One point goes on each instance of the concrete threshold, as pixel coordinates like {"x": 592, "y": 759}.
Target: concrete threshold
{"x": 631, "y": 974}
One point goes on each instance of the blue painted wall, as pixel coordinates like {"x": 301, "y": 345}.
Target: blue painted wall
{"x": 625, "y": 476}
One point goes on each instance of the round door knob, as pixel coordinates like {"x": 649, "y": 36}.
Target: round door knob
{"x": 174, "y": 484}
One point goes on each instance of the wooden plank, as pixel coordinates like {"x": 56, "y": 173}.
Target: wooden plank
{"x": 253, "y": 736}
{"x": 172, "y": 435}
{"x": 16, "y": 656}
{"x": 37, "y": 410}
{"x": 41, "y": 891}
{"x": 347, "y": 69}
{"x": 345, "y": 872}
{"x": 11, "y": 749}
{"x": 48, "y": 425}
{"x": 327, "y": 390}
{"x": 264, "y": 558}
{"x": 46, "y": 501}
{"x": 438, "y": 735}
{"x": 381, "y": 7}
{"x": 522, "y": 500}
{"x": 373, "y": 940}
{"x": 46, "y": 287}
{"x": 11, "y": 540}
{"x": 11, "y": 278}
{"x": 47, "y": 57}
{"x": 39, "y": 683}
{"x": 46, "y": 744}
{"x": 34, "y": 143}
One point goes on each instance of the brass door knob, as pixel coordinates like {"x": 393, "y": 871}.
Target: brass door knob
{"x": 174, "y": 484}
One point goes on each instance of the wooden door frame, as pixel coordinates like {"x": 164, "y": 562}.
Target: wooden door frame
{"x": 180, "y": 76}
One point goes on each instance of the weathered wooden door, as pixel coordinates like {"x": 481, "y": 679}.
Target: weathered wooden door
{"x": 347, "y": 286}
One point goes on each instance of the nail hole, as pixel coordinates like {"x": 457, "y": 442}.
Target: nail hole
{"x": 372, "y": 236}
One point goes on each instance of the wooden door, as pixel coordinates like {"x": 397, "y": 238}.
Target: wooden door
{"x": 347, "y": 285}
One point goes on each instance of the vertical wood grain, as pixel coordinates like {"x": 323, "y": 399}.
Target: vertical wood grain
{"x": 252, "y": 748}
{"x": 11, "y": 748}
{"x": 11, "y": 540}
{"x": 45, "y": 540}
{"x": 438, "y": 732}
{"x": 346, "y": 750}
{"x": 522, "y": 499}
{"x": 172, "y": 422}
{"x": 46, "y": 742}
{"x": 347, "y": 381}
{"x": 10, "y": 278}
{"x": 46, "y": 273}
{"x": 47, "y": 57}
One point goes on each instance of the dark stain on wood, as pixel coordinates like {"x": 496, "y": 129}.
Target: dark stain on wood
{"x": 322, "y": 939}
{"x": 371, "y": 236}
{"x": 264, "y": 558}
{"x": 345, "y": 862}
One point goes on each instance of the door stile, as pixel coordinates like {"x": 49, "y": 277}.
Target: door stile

Direction:
Print only the lines from the one with "One point goes on each instance of the weathered" to the end of the records, both included.

Task response:
One point goes on each instance of the weathered wooden door, as pixel coordinates like {"x": 481, "y": 679}.
Target: weathered wooden door
{"x": 347, "y": 286}
One point goes on each instance of the nail hole, as pixel coordinates like {"x": 457, "y": 442}.
Target: nail hole
{"x": 372, "y": 236}
One point goes on each instance of the wooden door, as pixel coordinates like {"x": 397, "y": 238}.
Target: wooden door
{"x": 347, "y": 285}
One point goes on each instance of the vertical wood grain, as pixel coordinates like {"x": 323, "y": 399}.
Target: vertical wood grain
{"x": 252, "y": 748}
{"x": 11, "y": 748}
{"x": 11, "y": 540}
{"x": 45, "y": 540}
{"x": 438, "y": 732}
{"x": 346, "y": 750}
{"x": 522, "y": 499}
{"x": 172, "y": 422}
{"x": 46, "y": 742}
{"x": 347, "y": 381}
{"x": 10, "y": 278}
{"x": 46, "y": 273}
{"x": 47, "y": 57}
One point goes on each instance of the dark stain on wood, as pixel coordinates like {"x": 496, "y": 129}.
Target: dark stain on wood
{"x": 322, "y": 939}
{"x": 371, "y": 236}
{"x": 264, "y": 558}
{"x": 345, "y": 862}
One point goes on each instance of the door stile, as pixel coordinates like {"x": 49, "y": 277}.
Target: door stile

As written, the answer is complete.